* Start *
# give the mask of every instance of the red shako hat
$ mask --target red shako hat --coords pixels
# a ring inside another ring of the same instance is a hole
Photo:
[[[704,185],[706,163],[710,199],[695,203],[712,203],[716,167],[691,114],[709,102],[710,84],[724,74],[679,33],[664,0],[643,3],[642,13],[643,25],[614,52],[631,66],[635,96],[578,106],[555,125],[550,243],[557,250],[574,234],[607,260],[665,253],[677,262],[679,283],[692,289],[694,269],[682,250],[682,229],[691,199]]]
* End *
### Do this
Transcribe each line of the records above verbatim, preserving every character, symbol, and line break without alteration.

### Result of the exercise
# give the mask of every instance of the red shako hat
$ mask --target red shako hat --coords pixels
# a ring inside another ring of the same instance is a hole
Photo:
[[[704,185],[706,163],[710,199],[695,203],[712,203],[716,167],[691,114],[709,102],[710,84],[724,74],[679,33],[664,0],[643,3],[642,13],[643,25],[614,52],[631,66],[635,96],[578,106],[555,125],[550,243],[557,250],[574,234],[607,260],[665,253],[677,262],[679,283],[692,289],[694,269],[682,250],[682,229],[691,199]]]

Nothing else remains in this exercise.